Kaynak Metin:
________________________

Yunanistan'ın gayri askeri statüdeki Midilli'ye 23, Sakız’a 18 taktik zırhlı araç sevkiyatı yaptığı görüntüleri önceki gün ortaya çıkmıştı. Lozan Barış Antlaşması ve 1947 Paris Antlaşmasıyla gayri askeri statüde olması şartıyla Yunanistan’a devredilen adalardan 23’ü silahlandırılmış oldu.

‘CASUS BELLİ’Yİ HATIRLATTI’

Yunanistan’ın 41 zırhlı aracın Midilli ve Sakız’a sevkiyatı, Türkiye’nin 1995’teki “casus belli” kararını hatırlattı. 8 Haziran 1995 tarihli Meclis kararında imzası olanlardan dönemin Anavatan Partisi (ANAP) Grup Başkanvekili Hasan Korkmazcan, “15 Mayıs 1919 tarihinde Yunanistan’da verilen karar ile günümüzde Miçotakis tarafından atılan adımlar arasında hiçbir farklılık bulunmamaktadır.” diyerek casus belli kararının “Ordular ilk hedefiniz Akdeniz’dir!” emri mahiyetinde olduğunu belirtti. Emekli Deniz Kurmay Albay Halil Özsaraç ise Türkiye’nin görüntüleri yayınlamasının dünyaya mesaj olduğunu kaydetti. Yunanistan’ın Ege Denizi’ndeki karasularını 12 mile çıkarmak istemesinin ardından Türkiye Büyük Millet Meclisi (TBMM), “savaş nedeni” anlamına gelen “casus belli” kararını almıştı.

________________________

Verilen Bilgiler:
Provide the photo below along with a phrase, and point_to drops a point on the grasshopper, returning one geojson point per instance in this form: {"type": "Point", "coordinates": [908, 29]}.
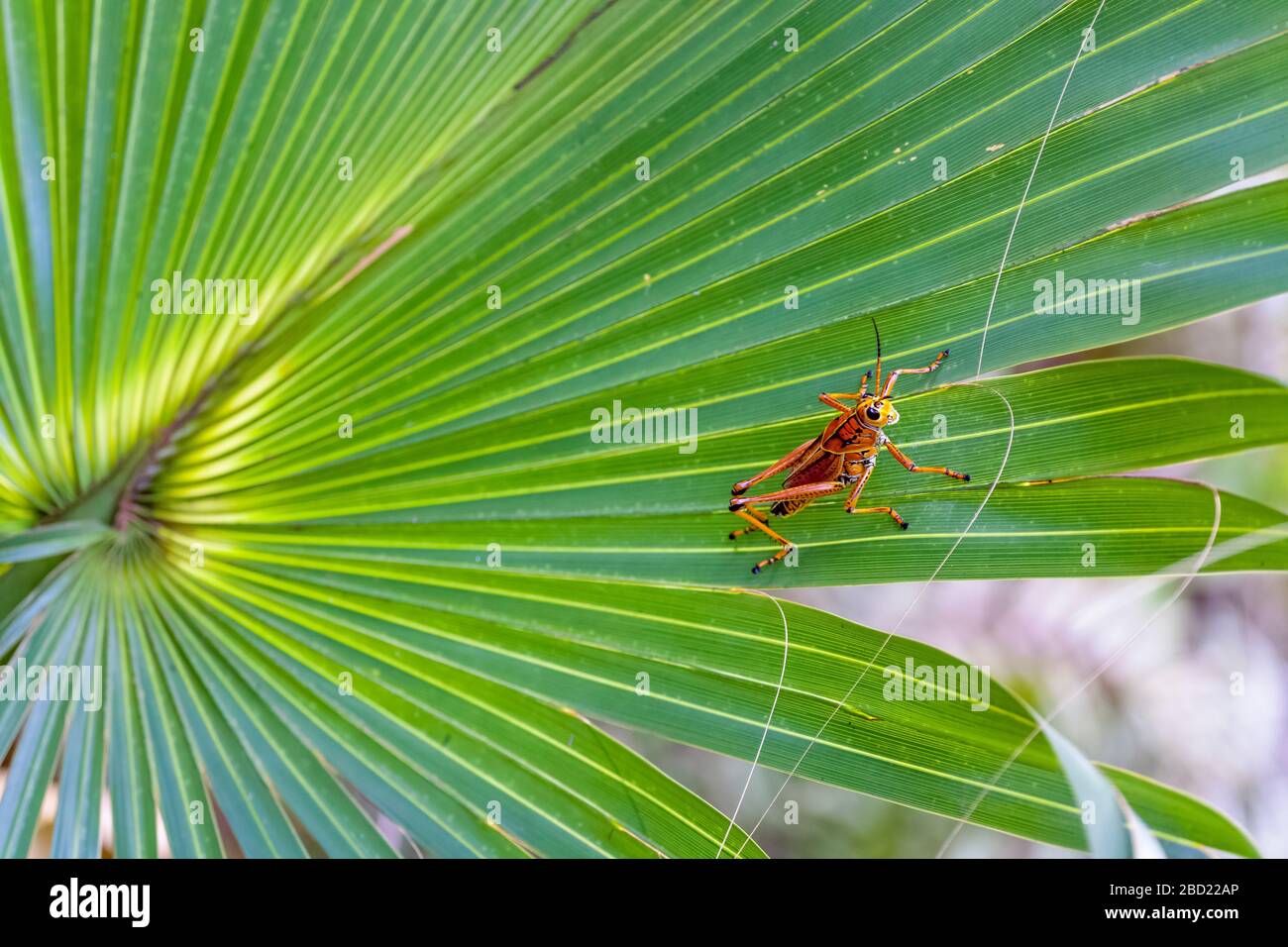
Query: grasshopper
{"type": "Point", "coordinates": [841, 458]}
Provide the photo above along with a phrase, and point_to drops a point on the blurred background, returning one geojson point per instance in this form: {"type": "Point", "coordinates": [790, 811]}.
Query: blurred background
{"type": "Point", "coordinates": [1164, 707]}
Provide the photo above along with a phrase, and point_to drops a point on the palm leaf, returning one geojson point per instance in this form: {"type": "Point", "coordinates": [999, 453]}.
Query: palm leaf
{"type": "Point", "coordinates": [357, 575]}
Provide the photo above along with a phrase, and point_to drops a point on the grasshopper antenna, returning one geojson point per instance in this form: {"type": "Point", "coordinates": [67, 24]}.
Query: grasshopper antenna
{"type": "Point", "coordinates": [877, 331]}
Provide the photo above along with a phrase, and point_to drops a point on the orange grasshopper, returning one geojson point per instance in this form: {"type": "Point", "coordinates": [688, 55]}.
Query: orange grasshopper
{"type": "Point", "coordinates": [840, 458]}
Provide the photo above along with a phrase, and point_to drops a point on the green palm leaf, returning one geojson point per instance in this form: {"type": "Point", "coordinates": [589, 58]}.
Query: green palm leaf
{"type": "Point", "coordinates": [359, 578]}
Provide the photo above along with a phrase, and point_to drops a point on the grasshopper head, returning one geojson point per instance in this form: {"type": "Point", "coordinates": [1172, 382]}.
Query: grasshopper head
{"type": "Point", "coordinates": [877, 412]}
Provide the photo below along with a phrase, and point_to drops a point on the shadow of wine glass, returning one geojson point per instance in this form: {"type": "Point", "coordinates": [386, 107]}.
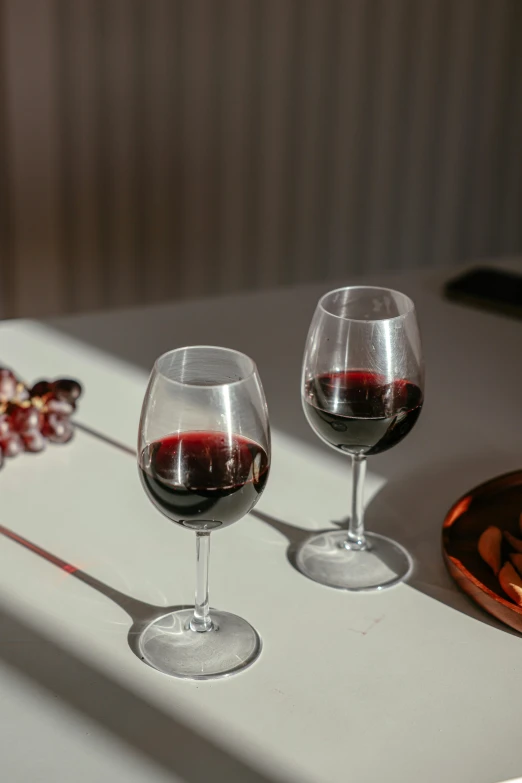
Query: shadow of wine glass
{"type": "Point", "coordinates": [167, 741]}
{"type": "Point", "coordinates": [410, 510]}
{"type": "Point", "coordinates": [140, 612]}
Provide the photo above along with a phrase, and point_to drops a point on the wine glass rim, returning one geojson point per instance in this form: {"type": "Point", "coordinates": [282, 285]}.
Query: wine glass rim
{"type": "Point", "coordinates": [231, 351]}
{"type": "Point", "coordinates": [409, 302]}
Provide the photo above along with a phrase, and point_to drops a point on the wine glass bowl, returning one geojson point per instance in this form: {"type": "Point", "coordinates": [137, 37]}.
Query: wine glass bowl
{"type": "Point", "coordinates": [362, 393]}
{"type": "Point", "coordinates": [203, 459]}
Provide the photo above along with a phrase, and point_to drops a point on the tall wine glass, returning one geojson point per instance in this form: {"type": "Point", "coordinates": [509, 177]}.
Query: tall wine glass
{"type": "Point", "coordinates": [203, 457]}
{"type": "Point", "coordinates": [362, 392]}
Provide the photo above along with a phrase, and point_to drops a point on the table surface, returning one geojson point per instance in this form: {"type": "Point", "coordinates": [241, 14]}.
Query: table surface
{"type": "Point", "coordinates": [414, 683]}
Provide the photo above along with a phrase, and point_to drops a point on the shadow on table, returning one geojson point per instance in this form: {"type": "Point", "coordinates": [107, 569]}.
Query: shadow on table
{"type": "Point", "coordinates": [411, 510]}
{"type": "Point", "coordinates": [166, 741]}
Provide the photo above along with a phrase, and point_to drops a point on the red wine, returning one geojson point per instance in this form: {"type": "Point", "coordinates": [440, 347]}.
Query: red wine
{"type": "Point", "coordinates": [204, 480]}
{"type": "Point", "coordinates": [360, 412]}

________________________

Görev 1:
Kaynak metne göre TBMM "casus belli" kararını hangi tarihte almıştır?
Görev 2:
Kaynak metinde Hasan Korkmazcan'ın casus belli kararını "Ordular ilk hedefiniz Akdeniz'dir!" emri mahiyetinde görmesinin gerekçesi nedir? Bir ila üç cümleyle açıklayın.

Yazılı Yanıt 1:
8 Haziran 1995'te.

Yazılı Yanıt 2:
Korkmazcan, 15 Mayıs 1919 tarihinde Yunanistan'da verilen karar ile günümüzde Miçotakis'in attığı adımlar arasında hiçbir fark bulunmadığını söylüyor. Bu benzerlikten yola çıkarak casus belli kararının o emir mahiyetinde olduğunu belirtiyor.